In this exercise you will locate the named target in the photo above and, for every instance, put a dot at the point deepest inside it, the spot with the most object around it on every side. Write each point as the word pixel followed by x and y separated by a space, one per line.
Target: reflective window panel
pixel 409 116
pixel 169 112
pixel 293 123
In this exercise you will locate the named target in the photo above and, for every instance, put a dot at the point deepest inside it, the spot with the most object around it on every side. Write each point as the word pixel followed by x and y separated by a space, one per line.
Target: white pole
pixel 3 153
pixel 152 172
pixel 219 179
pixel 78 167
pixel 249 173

---

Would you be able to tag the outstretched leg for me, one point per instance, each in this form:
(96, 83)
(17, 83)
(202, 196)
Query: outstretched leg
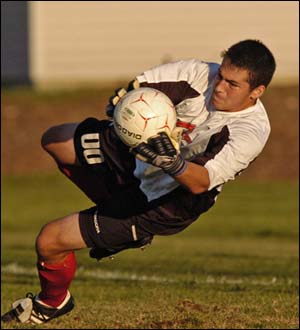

=== Goal of the exercise ===
Everything above from the line containing "Would you be" through the line containing "Query: outstretched leg" must be copied exactly. Nothing outside that range belongs in the answer.

=== Answer space ===
Would you be able to tag the outstretched leg for me, one point per instance, each in this form:
(96, 83)
(17, 83)
(202, 196)
Query: outstretched leg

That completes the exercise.